**AUFGABE**.
Übersetze den Satz „Bereits Ende Januar hatte Premierminister Boris Johnson fast alle Corona-Maßnahmen wieder aufgehoben.“ aus dem Textabschnitt über die Corona-Lockerungen ins Englische.

**TEXTABSCHNITT**.
================

Auf der anderen Seite des Atlantiks sieht es in dieser Hinsicht ähnlich aus: Auch dort gibt es Sorgen angesichts der steigenden Inflation und Hoffnung angesichts sinkender Infektionszahlen. Bereits Ende Januar hatte Premierminister Boris Johnson fast alle Corona-Maßnahmen wieder aufgehoben. In London seien die Pubs wieder voll, berichtet unser Korrespondent Peter Stäuber. In Cafés sitzen Kaffeetrinker*innen mit ihren Laptops dicht an dicht neben frühstückenden Familien und auch in der U-Bahn geht es wieder hektischer zu.

„Wenn man in der Stadt unterwegs ist, hat man zuweilen das Gefühl, die Pandemie sei vorbei“, schreibt Stäuber im Editorial des aktuellen Weltreporter-Newsletters. Nachdem die Omikron-Welle auf der britischen Insel vor den meisten Ländern des europäischen Festlands angeschwollen war, sinkt die Zahl der Neuinfektionen nun schon seit Wochen.

Dänemark feiert schon zum zweiten Mal das Ende der Pandemie

Anders als in Dänemark: Dort werden momentan wieder mehr Bürger*innen positiv auf Corona getestet und auch die Zahl der Todesfälle hat wieder zugenommen. Trotzdem setzt das Land auf Lockerungen und lässt sogar die Masken fallen. Als die dänische Ministerpräsidentin Mette Frederiksen das Ende aller Einschränkungen ankündigte, sprach sie geradezu euphorisch von einem „Übergang in eine neue Zeit“. Die Bürger*innen feiern das mit einem sogenannten Freedom Day und hoffen, dass es nicht erneut zu einer Wiederholung kommt. Den ersten Freedom Day hatten sie bereits im September 2021 gefeiert – verfrüht, wie sich herausstellte.

================

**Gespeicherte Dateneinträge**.
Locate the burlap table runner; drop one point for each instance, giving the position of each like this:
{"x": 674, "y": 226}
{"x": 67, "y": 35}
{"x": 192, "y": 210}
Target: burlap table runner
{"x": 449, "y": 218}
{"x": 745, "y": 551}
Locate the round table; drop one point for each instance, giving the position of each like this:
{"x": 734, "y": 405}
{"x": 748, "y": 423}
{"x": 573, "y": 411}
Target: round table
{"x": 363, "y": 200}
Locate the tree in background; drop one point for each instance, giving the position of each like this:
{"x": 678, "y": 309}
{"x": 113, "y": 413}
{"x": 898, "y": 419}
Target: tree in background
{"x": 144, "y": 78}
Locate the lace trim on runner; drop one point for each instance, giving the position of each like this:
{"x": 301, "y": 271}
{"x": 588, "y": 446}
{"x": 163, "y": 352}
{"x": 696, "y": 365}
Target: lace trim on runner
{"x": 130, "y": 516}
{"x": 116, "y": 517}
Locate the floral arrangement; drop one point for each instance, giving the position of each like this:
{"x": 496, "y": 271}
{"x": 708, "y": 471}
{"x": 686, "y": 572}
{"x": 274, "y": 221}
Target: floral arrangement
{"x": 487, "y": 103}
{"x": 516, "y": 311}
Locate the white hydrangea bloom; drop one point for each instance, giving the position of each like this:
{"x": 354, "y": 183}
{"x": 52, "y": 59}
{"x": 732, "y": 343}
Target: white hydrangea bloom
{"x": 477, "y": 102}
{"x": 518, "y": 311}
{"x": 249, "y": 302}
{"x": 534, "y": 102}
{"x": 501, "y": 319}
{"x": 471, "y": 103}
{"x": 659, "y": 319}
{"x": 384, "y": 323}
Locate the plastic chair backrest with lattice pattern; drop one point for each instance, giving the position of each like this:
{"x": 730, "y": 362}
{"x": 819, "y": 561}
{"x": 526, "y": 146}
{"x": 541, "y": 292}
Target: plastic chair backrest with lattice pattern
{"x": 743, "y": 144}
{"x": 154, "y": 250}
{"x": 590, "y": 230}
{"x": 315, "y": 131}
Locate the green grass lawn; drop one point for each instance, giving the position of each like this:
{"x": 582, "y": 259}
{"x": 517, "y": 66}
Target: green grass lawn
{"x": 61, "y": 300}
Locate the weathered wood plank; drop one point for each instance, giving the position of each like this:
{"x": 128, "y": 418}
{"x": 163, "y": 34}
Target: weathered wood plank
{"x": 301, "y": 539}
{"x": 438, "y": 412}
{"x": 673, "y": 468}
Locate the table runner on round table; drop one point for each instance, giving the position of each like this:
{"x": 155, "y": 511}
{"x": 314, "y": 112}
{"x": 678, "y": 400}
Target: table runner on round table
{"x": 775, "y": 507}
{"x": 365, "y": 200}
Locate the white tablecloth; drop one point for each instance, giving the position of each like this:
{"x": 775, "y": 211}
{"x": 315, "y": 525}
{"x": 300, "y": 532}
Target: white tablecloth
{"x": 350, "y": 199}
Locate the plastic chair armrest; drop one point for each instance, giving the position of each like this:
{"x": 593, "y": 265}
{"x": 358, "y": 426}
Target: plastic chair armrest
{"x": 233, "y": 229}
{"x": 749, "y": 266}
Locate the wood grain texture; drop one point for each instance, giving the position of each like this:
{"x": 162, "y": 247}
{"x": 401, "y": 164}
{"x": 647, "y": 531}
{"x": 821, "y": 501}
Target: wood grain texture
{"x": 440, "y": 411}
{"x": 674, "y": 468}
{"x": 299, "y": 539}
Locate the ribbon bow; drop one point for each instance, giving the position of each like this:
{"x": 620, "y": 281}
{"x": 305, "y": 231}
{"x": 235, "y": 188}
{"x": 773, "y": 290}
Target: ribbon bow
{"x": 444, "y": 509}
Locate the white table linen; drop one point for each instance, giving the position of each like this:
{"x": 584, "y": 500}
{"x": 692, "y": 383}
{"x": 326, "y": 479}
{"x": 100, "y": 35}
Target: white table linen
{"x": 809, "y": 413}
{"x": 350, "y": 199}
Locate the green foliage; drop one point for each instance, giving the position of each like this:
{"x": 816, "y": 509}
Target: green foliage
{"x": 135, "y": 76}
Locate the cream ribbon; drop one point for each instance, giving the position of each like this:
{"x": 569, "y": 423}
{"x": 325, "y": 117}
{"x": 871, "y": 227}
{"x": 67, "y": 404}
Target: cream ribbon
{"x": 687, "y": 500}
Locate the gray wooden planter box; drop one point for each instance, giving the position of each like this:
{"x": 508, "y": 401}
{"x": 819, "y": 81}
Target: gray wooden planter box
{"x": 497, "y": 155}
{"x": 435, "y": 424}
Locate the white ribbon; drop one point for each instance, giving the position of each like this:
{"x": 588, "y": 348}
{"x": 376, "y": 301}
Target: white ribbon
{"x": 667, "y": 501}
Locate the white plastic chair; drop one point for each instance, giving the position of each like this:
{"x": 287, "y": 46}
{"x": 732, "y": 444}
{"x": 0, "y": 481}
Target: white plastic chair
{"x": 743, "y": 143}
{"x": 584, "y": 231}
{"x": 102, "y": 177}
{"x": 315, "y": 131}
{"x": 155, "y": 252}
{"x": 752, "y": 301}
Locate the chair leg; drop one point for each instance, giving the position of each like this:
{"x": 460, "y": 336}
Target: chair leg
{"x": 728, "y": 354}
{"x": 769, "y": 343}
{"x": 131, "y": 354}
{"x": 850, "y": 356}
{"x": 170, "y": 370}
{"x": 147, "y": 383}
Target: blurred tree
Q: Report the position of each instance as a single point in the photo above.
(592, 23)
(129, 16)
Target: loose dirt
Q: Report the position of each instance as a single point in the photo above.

================

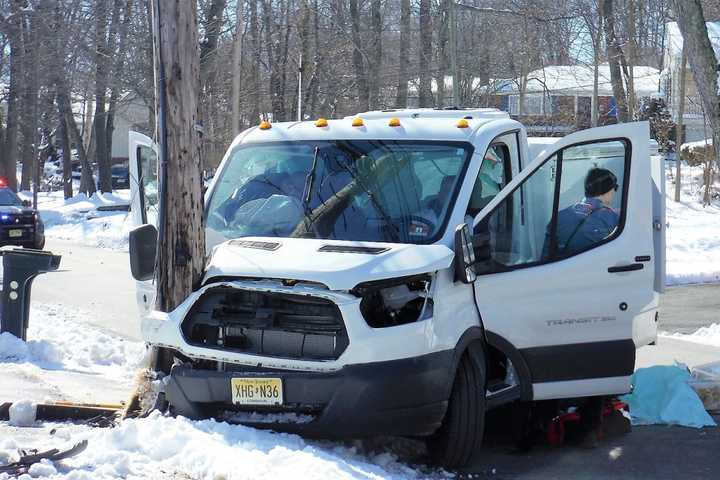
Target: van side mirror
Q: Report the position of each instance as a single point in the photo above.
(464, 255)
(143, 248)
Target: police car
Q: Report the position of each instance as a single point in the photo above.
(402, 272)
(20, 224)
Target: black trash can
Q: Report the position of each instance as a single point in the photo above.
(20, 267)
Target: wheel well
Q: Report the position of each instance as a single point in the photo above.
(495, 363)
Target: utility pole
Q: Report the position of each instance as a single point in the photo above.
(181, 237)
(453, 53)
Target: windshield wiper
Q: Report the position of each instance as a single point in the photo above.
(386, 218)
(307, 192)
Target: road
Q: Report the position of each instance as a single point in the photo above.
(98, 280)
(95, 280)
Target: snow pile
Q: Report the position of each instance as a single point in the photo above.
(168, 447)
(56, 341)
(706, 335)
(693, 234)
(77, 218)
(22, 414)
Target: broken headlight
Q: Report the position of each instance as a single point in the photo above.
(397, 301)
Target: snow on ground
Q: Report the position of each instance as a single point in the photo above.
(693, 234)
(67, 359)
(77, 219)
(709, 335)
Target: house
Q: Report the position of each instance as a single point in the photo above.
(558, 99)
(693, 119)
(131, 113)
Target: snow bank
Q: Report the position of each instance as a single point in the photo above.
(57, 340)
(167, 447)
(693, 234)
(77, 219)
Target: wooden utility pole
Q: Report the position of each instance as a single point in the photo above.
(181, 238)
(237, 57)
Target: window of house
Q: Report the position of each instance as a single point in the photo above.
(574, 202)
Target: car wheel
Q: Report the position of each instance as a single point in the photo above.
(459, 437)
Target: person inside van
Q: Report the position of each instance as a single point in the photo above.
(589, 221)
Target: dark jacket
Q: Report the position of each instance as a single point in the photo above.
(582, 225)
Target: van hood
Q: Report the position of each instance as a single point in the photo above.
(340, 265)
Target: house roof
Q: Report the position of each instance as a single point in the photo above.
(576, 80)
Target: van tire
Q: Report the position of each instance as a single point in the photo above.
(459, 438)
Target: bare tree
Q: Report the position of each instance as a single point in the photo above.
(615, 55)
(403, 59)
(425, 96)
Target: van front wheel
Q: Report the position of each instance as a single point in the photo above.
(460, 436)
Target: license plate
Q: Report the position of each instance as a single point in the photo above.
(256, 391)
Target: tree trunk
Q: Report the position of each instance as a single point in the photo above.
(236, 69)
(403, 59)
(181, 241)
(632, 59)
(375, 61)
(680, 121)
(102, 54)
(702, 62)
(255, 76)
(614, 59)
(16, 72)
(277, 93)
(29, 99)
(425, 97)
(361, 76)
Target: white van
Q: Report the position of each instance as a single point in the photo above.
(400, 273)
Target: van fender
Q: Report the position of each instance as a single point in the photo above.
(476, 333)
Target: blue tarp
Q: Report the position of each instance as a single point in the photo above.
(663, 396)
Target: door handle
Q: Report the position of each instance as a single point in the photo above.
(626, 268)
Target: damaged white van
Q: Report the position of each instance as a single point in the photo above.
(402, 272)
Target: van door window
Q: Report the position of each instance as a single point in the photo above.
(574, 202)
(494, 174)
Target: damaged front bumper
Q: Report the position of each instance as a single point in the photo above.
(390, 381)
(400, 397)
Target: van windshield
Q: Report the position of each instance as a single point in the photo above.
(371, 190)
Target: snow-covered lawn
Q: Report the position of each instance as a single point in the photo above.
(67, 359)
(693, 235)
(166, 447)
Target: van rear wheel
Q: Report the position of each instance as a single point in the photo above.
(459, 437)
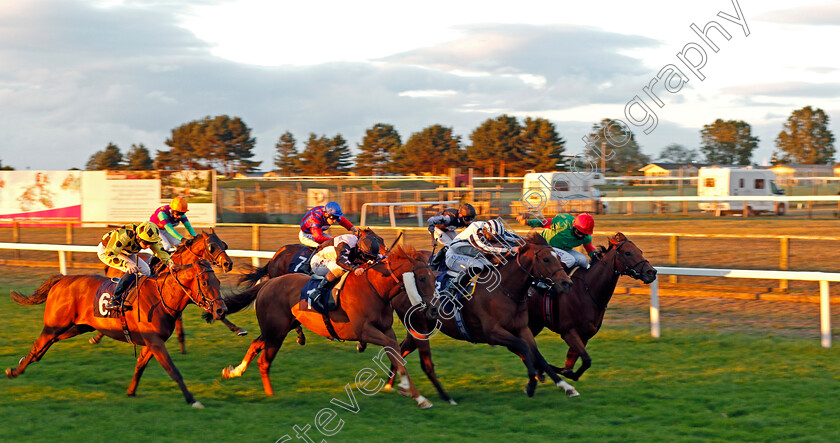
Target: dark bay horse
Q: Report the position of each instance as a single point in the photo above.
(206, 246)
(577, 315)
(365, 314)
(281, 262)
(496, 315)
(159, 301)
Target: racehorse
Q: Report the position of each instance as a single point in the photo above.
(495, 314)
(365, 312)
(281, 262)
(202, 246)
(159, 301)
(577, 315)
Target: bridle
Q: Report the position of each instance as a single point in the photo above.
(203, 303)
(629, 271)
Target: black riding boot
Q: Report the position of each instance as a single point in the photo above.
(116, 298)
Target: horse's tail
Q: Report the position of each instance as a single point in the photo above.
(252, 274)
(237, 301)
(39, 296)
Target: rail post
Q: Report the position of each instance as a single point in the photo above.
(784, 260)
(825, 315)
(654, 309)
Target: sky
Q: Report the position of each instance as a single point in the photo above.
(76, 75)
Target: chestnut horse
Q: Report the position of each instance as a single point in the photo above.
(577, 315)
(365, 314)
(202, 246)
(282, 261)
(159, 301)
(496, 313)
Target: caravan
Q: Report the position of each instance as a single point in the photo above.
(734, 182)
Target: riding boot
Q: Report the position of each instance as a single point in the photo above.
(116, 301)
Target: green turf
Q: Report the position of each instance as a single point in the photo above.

================

**LÖSUNG**.
As early as the end of January, Prime Minister Boris Johnson had lifted almost all coronavirus measures again.